▶ **DATA FOR THIS EXERCISE**:
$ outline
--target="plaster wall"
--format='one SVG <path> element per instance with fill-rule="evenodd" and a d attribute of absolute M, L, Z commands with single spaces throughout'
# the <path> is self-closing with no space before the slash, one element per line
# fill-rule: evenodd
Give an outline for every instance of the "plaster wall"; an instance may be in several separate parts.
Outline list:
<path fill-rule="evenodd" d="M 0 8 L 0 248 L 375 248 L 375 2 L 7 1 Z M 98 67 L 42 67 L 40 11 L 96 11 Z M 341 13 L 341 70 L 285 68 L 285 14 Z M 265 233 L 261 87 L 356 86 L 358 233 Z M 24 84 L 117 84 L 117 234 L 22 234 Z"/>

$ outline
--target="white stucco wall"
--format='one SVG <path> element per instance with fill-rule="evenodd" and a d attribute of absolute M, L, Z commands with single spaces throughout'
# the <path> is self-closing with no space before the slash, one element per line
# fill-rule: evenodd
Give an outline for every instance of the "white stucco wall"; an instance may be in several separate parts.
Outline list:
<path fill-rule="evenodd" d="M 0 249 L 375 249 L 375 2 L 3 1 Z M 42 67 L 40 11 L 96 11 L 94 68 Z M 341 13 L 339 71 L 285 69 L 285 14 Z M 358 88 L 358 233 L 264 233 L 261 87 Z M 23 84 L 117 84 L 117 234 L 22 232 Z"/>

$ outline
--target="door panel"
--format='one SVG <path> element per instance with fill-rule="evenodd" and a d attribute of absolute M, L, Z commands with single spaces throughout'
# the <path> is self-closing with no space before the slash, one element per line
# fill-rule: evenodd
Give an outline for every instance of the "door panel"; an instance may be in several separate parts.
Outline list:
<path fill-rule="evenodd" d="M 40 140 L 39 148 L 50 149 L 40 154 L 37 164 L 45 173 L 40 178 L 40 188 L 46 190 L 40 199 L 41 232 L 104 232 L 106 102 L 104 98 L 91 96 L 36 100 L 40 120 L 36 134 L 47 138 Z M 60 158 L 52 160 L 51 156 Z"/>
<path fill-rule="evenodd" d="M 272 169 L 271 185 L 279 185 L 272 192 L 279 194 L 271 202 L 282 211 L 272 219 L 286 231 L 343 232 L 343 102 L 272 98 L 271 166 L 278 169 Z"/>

▶ **TASK TO COMPLETE**: Rewrite the listing with each "separate parts" changed to "disjoint pieces", leaving every other character as it stands.

▶ **RESPONSE TO THIS TASK**:
$ outline
--target="plaster wall"
--format='one SVG <path> element per instance with fill-rule="evenodd" and a d attribute of absolute M, L, Z commands with single spaces throughout'
# the <path> is self-closing with no space before the slash, one element per line
# fill-rule: evenodd
Give an outline for every instance of the "plaster wall"; an instance may be in several disjoint pieces.
Outline list:
<path fill-rule="evenodd" d="M 0 8 L 0 248 L 375 248 L 375 2 L 7 1 Z M 98 67 L 42 67 L 40 11 L 96 11 Z M 341 13 L 341 70 L 285 68 L 285 14 Z M 265 233 L 261 87 L 356 86 L 358 233 Z M 24 84 L 117 84 L 117 234 L 22 234 Z"/>

$ outline
--target="white stucco wall"
--format='one SVG <path> element per instance with fill-rule="evenodd" and a d attribute of absolute M, L, Z commands with single spaces throughout'
# the <path> is self-closing with no space before the slash, one element per line
# fill-rule: evenodd
Give an outline for every instance of the "white stucco wall"; an instance may be in several disjoint pieces.
Outline list:
<path fill-rule="evenodd" d="M 0 249 L 375 249 L 375 2 L 3 1 Z M 42 67 L 40 11 L 96 11 L 94 68 Z M 341 13 L 339 71 L 285 69 L 285 14 Z M 358 88 L 358 233 L 264 233 L 261 87 Z M 23 84 L 117 84 L 117 234 L 22 232 Z"/>

$ outline
--target="door panel"
--format='one SVG <path> element per instance with fill-rule="evenodd" and a d attribute of absolute M, L, Z commands with single spaces throughout'
# the <path> is self-closing with no space before the slash, one element per line
# fill-rule: evenodd
Give an outline for every instance of the "door panel"; an instance may be in several disjoint pieces.
Outline list:
<path fill-rule="evenodd" d="M 40 140 L 39 148 L 50 149 L 40 154 L 37 164 L 45 173 L 40 178 L 40 188 L 46 190 L 40 199 L 41 232 L 104 232 L 106 102 L 104 98 L 91 96 L 36 100 L 40 120 L 36 134 L 47 138 Z M 60 158 L 52 160 L 51 156 Z"/>
<path fill-rule="evenodd" d="M 272 169 L 271 185 L 279 185 L 272 192 L 279 194 L 271 202 L 282 211 L 272 219 L 286 231 L 343 232 L 343 102 L 272 98 L 271 166 L 278 169 Z"/>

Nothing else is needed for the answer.